== Information ==
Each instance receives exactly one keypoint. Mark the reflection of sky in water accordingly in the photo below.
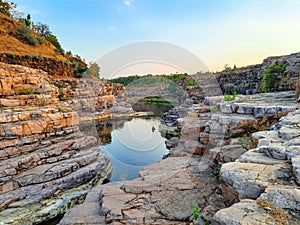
(137, 144)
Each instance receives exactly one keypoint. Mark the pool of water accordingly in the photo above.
(134, 145)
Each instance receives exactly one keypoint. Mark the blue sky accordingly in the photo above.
(219, 32)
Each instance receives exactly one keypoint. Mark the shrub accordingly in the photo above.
(26, 91)
(214, 109)
(61, 96)
(27, 36)
(196, 211)
(53, 40)
(228, 98)
(190, 83)
(271, 77)
(59, 84)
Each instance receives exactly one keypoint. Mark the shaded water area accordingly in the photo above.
(133, 143)
(130, 143)
(137, 144)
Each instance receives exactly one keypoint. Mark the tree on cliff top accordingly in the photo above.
(92, 71)
(7, 7)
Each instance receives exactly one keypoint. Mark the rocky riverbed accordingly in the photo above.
(215, 163)
(46, 163)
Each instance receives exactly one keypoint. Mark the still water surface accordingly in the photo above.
(134, 145)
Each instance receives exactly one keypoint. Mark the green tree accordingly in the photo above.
(27, 21)
(7, 7)
(93, 70)
(42, 29)
(53, 39)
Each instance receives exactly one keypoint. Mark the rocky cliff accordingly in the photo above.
(47, 163)
(211, 136)
(249, 80)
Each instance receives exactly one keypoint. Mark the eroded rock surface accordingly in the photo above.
(269, 175)
(46, 163)
(164, 194)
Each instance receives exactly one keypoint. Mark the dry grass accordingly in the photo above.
(298, 89)
(281, 216)
(9, 43)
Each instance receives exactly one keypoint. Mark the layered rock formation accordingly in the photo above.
(249, 80)
(47, 164)
(166, 192)
(265, 180)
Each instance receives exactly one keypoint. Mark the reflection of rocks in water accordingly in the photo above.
(104, 129)
(101, 129)
(157, 109)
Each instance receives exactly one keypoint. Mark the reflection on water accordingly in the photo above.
(133, 145)
(157, 109)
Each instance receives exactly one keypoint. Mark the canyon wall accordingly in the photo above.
(46, 162)
(54, 67)
(249, 80)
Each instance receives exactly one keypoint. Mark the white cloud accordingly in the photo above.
(25, 10)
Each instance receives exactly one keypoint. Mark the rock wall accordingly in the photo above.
(53, 67)
(166, 192)
(47, 163)
(264, 182)
(248, 80)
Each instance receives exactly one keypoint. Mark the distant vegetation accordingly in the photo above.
(7, 8)
(148, 79)
(271, 77)
(29, 32)
(92, 71)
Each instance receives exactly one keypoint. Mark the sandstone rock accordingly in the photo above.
(249, 180)
(287, 198)
(243, 213)
(164, 194)
(194, 147)
(296, 168)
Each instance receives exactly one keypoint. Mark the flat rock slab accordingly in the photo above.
===
Exercise details. Word for word, return the listing above; the pictures do not belong in the copy.

Response for this exercise.
Each instance receives exactly one keypoint. Mark the reflection of sky in water accordingly in the photo below.
(137, 144)
Each instance receives exactly one keypoint. Mark the pool of water accordingly in the photo above.
(134, 145)
Each instance receives exactly one keypoint. Mark the blue sky accordingly in the photo above.
(219, 32)
Each instance receives exactly one keypoint. Mark the shrub accordingly in the photo above.
(26, 91)
(214, 109)
(61, 96)
(27, 36)
(196, 211)
(53, 40)
(228, 98)
(190, 83)
(271, 77)
(59, 84)
Each instance receives exactly one keypoint. Mark the shaded water area accordingly in the photo above.
(133, 143)
(130, 143)
(137, 144)
Each instance receives exactly one keypoint. Mark the tree on cliff top accordingly in the photo above.
(92, 71)
(7, 7)
Each instance receives exactly one keypoint. Mark the rocky riverbed accordingly in the photo above.
(215, 163)
(46, 163)
Each instance receives exactly one keypoint. Mark the still water surface accordingly in the photo above.
(134, 145)
Each instance receives exactly one keypoint. Mark the green tree accordingly in the photo above.
(27, 21)
(7, 7)
(93, 70)
(42, 29)
(53, 39)
Each instance receives exactly one keypoint. Mark the rocky cliff accordingly in the photo above.
(47, 163)
(211, 136)
(249, 80)
Each instance receives exactly one keypoint. Mark the eroded rock surface accordingly in the photo above.
(269, 175)
(46, 163)
(164, 194)
Each instance receives exactly one keypoint. Mark the dry grass accordingly in the photo above.
(298, 89)
(281, 216)
(9, 43)
Each instance receives exactly one keypoint. Mark the layered rock formation accordingly in the photo above.
(249, 80)
(47, 164)
(166, 192)
(265, 180)
Each instance receives exactly one keypoint. Mark the reflection of rocks in water accordingly in the photo above.
(104, 129)
(101, 129)
(157, 109)
Each instance receives exactly one keypoint. Mark the reflection on water accordingly in the photo above.
(133, 145)
(157, 109)
Each instance receives exactly one keypoint. Mark the canyon wall accordingly in the photo above.
(46, 162)
(54, 67)
(249, 80)
Each instance receives exactly one keypoint. Mark the white cloud accordingly in the photo above.
(25, 10)
Each instance receives exactly one keypoint. Mark the rock wall accordingly in the photo above.
(53, 67)
(166, 192)
(47, 163)
(264, 182)
(248, 80)
Each instance receives exactly one keypoint. Mark the distant vegetation accordingly in the photo above.
(7, 8)
(148, 79)
(271, 77)
(29, 32)
(92, 71)
Each instance receives exactly one keypoint. Mark the sandstone rock accordingly in the photo above.
(249, 180)
(287, 198)
(243, 213)
(164, 194)
(194, 147)
(296, 168)
Each instance receives exactly one keypoint. Mark the flat rock slab accordingly in the photo above.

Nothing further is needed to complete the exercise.